Exercise prompt
Reproduce every line of the material below verbatim, leaving out the pictures.

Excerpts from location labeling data

--------------------------------

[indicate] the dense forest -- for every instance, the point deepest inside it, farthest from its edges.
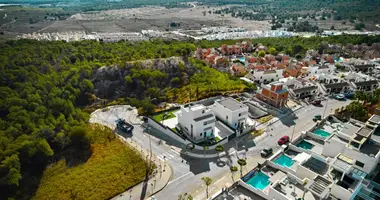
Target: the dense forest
(48, 87)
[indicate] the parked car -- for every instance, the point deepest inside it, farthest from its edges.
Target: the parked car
(122, 125)
(340, 97)
(266, 152)
(283, 140)
(317, 117)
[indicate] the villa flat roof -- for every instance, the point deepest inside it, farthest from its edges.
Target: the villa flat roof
(204, 117)
(231, 104)
(375, 119)
(336, 85)
(366, 83)
(349, 129)
(319, 186)
(365, 132)
(304, 89)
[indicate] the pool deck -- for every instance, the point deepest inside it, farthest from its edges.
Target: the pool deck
(317, 147)
(294, 191)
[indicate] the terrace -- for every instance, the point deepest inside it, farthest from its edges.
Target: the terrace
(293, 190)
(319, 186)
(316, 165)
(311, 144)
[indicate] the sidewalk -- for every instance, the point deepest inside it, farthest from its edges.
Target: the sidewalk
(151, 186)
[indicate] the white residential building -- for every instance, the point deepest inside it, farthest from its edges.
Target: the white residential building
(231, 112)
(197, 121)
(321, 69)
(265, 76)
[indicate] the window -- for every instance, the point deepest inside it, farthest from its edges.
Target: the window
(360, 164)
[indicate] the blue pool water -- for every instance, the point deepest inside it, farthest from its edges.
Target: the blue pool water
(242, 60)
(259, 181)
(284, 161)
(322, 133)
(305, 145)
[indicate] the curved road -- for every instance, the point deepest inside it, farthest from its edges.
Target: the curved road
(187, 172)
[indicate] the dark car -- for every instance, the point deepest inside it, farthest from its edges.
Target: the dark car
(315, 102)
(283, 140)
(122, 125)
(266, 152)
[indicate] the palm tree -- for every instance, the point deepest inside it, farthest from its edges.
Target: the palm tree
(208, 182)
(362, 96)
(185, 197)
(242, 163)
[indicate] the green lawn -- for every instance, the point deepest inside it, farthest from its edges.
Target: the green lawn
(112, 168)
(169, 115)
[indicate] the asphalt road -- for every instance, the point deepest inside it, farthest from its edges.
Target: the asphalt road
(187, 172)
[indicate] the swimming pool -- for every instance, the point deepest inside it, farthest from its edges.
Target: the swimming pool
(322, 133)
(284, 161)
(305, 145)
(242, 60)
(259, 181)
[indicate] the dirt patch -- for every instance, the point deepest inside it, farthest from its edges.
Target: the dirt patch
(151, 18)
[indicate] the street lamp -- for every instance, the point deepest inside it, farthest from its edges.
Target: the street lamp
(324, 112)
(294, 128)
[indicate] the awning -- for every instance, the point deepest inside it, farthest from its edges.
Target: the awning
(302, 157)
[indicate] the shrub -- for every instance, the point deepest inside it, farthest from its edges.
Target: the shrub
(233, 168)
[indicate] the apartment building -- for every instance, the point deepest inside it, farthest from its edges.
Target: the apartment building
(275, 94)
(261, 75)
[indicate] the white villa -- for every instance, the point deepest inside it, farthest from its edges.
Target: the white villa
(232, 112)
(197, 121)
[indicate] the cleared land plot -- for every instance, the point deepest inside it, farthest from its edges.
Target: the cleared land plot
(112, 168)
(152, 18)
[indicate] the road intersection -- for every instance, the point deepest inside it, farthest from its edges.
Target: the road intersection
(187, 171)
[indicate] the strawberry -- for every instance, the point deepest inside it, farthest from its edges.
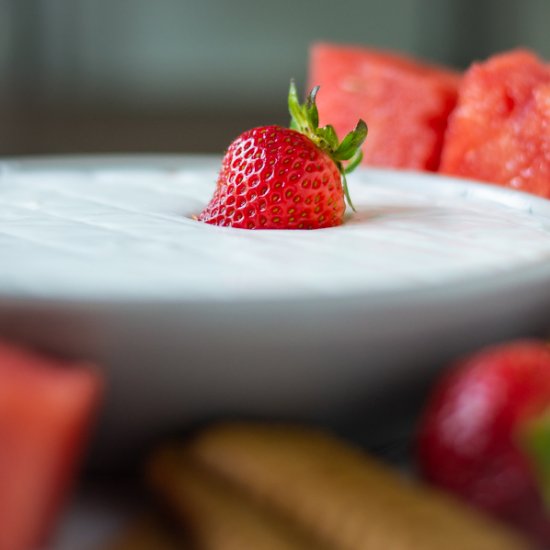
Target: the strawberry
(485, 434)
(286, 178)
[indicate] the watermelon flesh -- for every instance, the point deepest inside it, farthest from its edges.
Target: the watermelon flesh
(404, 102)
(45, 412)
(500, 130)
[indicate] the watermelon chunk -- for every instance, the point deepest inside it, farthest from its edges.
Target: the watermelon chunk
(500, 130)
(45, 411)
(404, 102)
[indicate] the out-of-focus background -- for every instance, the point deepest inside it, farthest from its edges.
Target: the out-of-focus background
(189, 75)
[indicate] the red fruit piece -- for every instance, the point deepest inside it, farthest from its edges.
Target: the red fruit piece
(281, 178)
(406, 102)
(45, 411)
(500, 130)
(476, 436)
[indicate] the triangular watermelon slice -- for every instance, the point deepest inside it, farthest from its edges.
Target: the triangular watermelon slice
(45, 411)
(500, 130)
(404, 102)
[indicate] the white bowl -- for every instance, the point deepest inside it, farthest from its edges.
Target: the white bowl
(101, 259)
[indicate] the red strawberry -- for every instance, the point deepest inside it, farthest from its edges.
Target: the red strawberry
(281, 178)
(485, 434)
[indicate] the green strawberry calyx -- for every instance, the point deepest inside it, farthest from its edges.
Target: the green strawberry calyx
(346, 154)
(534, 440)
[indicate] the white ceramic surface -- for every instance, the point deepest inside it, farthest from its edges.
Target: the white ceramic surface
(100, 258)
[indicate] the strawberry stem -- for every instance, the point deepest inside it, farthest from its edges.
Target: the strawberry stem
(346, 154)
(535, 442)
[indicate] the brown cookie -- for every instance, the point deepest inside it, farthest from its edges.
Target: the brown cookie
(341, 496)
(215, 516)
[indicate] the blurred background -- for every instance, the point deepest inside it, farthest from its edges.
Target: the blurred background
(189, 75)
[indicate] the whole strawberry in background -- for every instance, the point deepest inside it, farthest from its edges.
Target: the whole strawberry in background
(286, 178)
(485, 434)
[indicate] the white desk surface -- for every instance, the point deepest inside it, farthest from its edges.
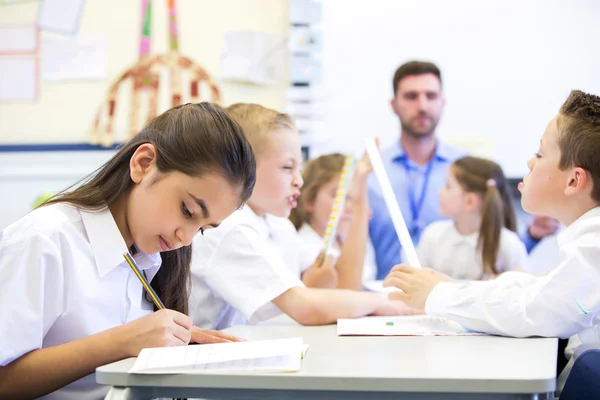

--------------------------------

Finished answer
[indicate] the dense forest -- for every instance, the point deepest inside it, farthest from its edges.
Target: the dense forest
(48, 87)
[indicate] the parked car -- for every instance, the point deepest inside it, farthest from its edges.
Target: the parked car
(122, 125)
(340, 97)
(266, 152)
(283, 140)
(317, 117)
[indicate] the villa flat roof -- for every instance, the point deepest inside it, farthest from its edges.
Target: the villa flat roof
(204, 117)
(231, 104)
(375, 119)
(336, 85)
(366, 83)
(349, 129)
(319, 186)
(365, 132)
(304, 89)
[indicate] the pool deck -- for every instance, the point deepest inside it, farthest from its edges.
Target: the pool deck
(317, 147)
(294, 191)
[indicate] the terrace -- for every instance, the point deepest inside it, farthest from its edges.
Target: the terrace
(293, 190)
(319, 186)
(316, 165)
(311, 144)
[indicate] the sidewalk -- for every instance, the point deepest inside it, farthest from its edges.
Target: the sidewalk
(151, 186)
[indicate] the white residential building -- for every instance, the point deepest inside it, farthest from its edges.
Target: the white residential building
(231, 112)
(197, 121)
(321, 69)
(265, 76)
[indicate] the window -- for every instance, the point deepest inside it, farthest from its edges.
Target: the window
(360, 164)
[indicate] the blue pool water -- for every instance, the point deepest inside it, farthest from its edges.
Target: the blue pool water
(242, 60)
(259, 181)
(284, 161)
(322, 133)
(305, 145)
[indicate] the curved road -- for every instance, the point deepest inside it, farthest from its edges.
Target: the curved road
(187, 172)
[indicate] the dark car -- for every instance, the point deepest inside it, farthest from its edges.
Target: the dark car
(315, 102)
(283, 140)
(122, 125)
(266, 152)
[indicate] the palm tree -- for every instance, the point deepest inside it, farthest from its edges.
Target: the palm tree
(208, 182)
(362, 96)
(185, 197)
(242, 163)
[indicate] the green lawn -- for every instance, the point deepest inside it, farthest from its edges.
Target: the green lawn
(112, 168)
(169, 115)
[indicate] the asphalt road -- for every instance, the point deepest inside it, farthest from its edges.
Target: the asphalt road
(187, 172)
[indicate] the swimming pool -- for every instance, the point deepest inside it, farthest from its edges.
Target: the swimming pool
(322, 133)
(284, 161)
(305, 145)
(242, 60)
(259, 181)
[indicate] the dirt patch -- for every instance, the point deepest inside it, farthest from its edges.
Target: the dirt patch
(151, 18)
[indicate] the street lamp -- for every instance, the point deepest inside it, farthest from its edges.
Target: the street lamp
(324, 112)
(294, 128)
[indicate] the awning -- for every instance, the point deepest inside it, farthest from its edges.
Target: the awning
(302, 157)
[indicate] the shrub -- for every instance, the point deepest inside it, farthest from its edges.
Target: the shrub
(233, 168)
[indicate] the apartment building -- for every instance, the point deepest inside it, farthest from its edges.
Target: the apartment building
(275, 94)
(261, 75)
[indicate] the white villa -- for every instance, the point deepest inside it, farthest from its edges.
Target: the white villa
(232, 112)
(197, 121)
[indicate] the cleared land plot -- for every instance, the point deepest inside it, farthest from its edges.
Target: the cleared land plot
(112, 168)
(152, 18)
[indicate] the road intersection -- for every instance, the point deepest inside it, farthest from its edges.
Target: the road intersection
(187, 171)
[indicate] the strawberry -- for every instance, the point deepest inside it, farthest from its edges.
Target: the strawberry
(485, 434)
(286, 178)
[indicate] the watermelon flesh -- for every instance, the point deepest inside it, farthest from its edges.
Target: the watermelon flesh
(404, 102)
(45, 412)
(500, 130)
[indicate] the watermelon chunk -- for every instance, the point deepest inside it, farthest from its edges.
Target: the watermelon chunk
(500, 130)
(45, 411)
(404, 102)
[indicate] the out-of-focus background -- for every instance, the point deepest inside it, farthest from its edges.
Target: the out-of-focus background
(189, 75)
[indicate] the red fruit piece -- for every instance, the point deepest inside it, farthest from its edges.
Target: the red fruit piece
(281, 178)
(406, 102)
(45, 411)
(500, 130)
(476, 436)
[indicate] the triangular watermelon slice -- for every instance, the point deepest inside it, farthest from its edges.
Target: the triangular watermelon slice
(45, 411)
(500, 130)
(404, 102)
[indicate] the white bowl -- for every instance, the point deepest inside it, farthest from its edges.
Target: the white bowl
(101, 259)
[indicate] the red strawberry -- for every instance, the point deepest inside it, farthest from its edges.
Target: the red strawberry
(281, 178)
(485, 434)
[indicate] the green strawberry calyx -- for every instance, the point deepest inside it, farthest from its edges.
Target: the green strawberry calyx
(346, 154)
(534, 440)
[indicate] the white ceramic surface -- for every instance, the point deepest inside it, farthest from its edges.
Target: the white ceramic surface
(100, 258)
[indicate] the strawberry stem -- for every instance, the point deepest inside it, farthest from its edges.
Target: the strawberry stem
(346, 154)
(535, 442)
[indicate] the brown cookie -- for every instance, the point deepest inside it, farthest from its edges.
Target: the brown cookie
(341, 496)
(215, 516)
[indicate] the blurred background -- for every instance, the point deepest inside it, farthest from its edges.
Target: the blurred background
(189, 75)
[indicate] the whole strawberry in background -- for every instance, the point deepest inside it, farthest from its edges.
Target: the whole strawberry in background
(286, 178)
(485, 434)
[indicate] the white desk surface -- for every instance, the point deepest inside it, farthest from its edges.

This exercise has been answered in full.